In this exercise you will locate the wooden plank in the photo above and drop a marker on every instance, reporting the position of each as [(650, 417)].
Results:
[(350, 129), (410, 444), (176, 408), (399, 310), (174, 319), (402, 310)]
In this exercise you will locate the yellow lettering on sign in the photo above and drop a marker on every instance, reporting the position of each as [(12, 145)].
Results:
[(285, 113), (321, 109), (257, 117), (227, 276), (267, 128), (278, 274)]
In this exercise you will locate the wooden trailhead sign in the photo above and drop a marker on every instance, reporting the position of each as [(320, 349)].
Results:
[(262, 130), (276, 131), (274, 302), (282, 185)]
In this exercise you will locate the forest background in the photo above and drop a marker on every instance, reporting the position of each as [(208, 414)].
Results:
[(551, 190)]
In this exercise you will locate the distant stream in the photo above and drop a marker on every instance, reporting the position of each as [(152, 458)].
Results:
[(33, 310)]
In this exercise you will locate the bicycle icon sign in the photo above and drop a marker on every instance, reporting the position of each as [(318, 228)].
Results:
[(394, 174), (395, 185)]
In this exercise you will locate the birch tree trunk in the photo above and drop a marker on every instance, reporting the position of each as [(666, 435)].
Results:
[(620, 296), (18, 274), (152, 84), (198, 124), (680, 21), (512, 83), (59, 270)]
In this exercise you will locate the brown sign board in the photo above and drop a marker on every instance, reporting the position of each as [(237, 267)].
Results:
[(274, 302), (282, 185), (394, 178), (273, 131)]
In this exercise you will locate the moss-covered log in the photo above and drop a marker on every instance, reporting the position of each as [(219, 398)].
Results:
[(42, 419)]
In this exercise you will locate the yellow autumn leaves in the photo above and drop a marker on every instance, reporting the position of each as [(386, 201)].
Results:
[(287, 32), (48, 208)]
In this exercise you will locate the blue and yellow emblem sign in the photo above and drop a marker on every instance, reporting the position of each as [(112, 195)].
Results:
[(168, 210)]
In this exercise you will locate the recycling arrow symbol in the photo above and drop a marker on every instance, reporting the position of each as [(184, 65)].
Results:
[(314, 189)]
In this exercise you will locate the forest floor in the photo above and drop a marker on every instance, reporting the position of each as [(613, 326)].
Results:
· · · · ·
Rewrite all of these lines, putting "place a dot" wherever "drop a marker" appears and leaving everything else unchanged.

In this exercise you will locate the wooden plank in the photo above and place a dot on every instance, reporting the position of each as [(650, 417)].
Results:
[(350, 129), (410, 444), (176, 408), (399, 310), (174, 319), (402, 310)]
In this exercise you will locate the yellow lettering on sign in the photo above and place a dot on every instance, reporting the position of each as [(12, 145)].
Results:
[(285, 113), (321, 109), (257, 117), (227, 276), (267, 128), (278, 274)]
In this exercise you will locate the wooden trailhead sign in the photo above and place a dot on every instance, reporting the position of each as [(320, 349)].
Results:
[(262, 130), (276, 131), (274, 302), (282, 185)]
In this exercise you will locate the forest background in the photo above and place a dot on every instance, reporting the position of each as [(208, 414)].
Results:
[(551, 190)]
In this exercise you will locate the distant stream in the photo above and place a dot on every instance, reporting the position of each as [(152, 458)].
Results:
[(33, 310)]
In this exercise you will locate the bicycle icon sign in the photo above and place a dot on every instance, reporting the position of each as [(318, 228)].
Results:
[(394, 174), (395, 185)]
In this exercise you will locate the birch tree trunk in the photo above and place a dot on every instance, reporting the position of each as [(666, 435)].
Results:
[(620, 296), (18, 274), (152, 84), (198, 124), (680, 21), (512, 83), (59, 270)]
In this exercise you will locate the brown sign board in the photo above and place a dot on every instance, reporting the position of each as [(237, 267)].
Results:
[(274, 302), (282, 185), (394, 178), (273, 131)]
In this exercise you will locate the moss-covered log in the photo above and place a dot on every instance, reporting the position of each as [(219, 398)].
Results:
[(42, 419)]
In this exercise you will locate the yellow autumn leaves in the photo above and place a dot on every instance, reporting the position of each as [(386, 201)].
Results:
[(287, 32), (48, 208)]
In this exercise you will locate the blue and yellow emblem sign in the photo above and place a dot on every instance, reporting the position of each as [(112, 195)].
Results:
[(168, 210)]
In this exercise you will locate the recycling arrow symbol in the photo above and place a dot on every instance, reporting the position of each as [(184, 65)].
Results:
[(314, 189)]
In this exercise you will locate the forest floor in the photo above and place a dot on every instance, reporting the position of each as [(613, 326)].
Results:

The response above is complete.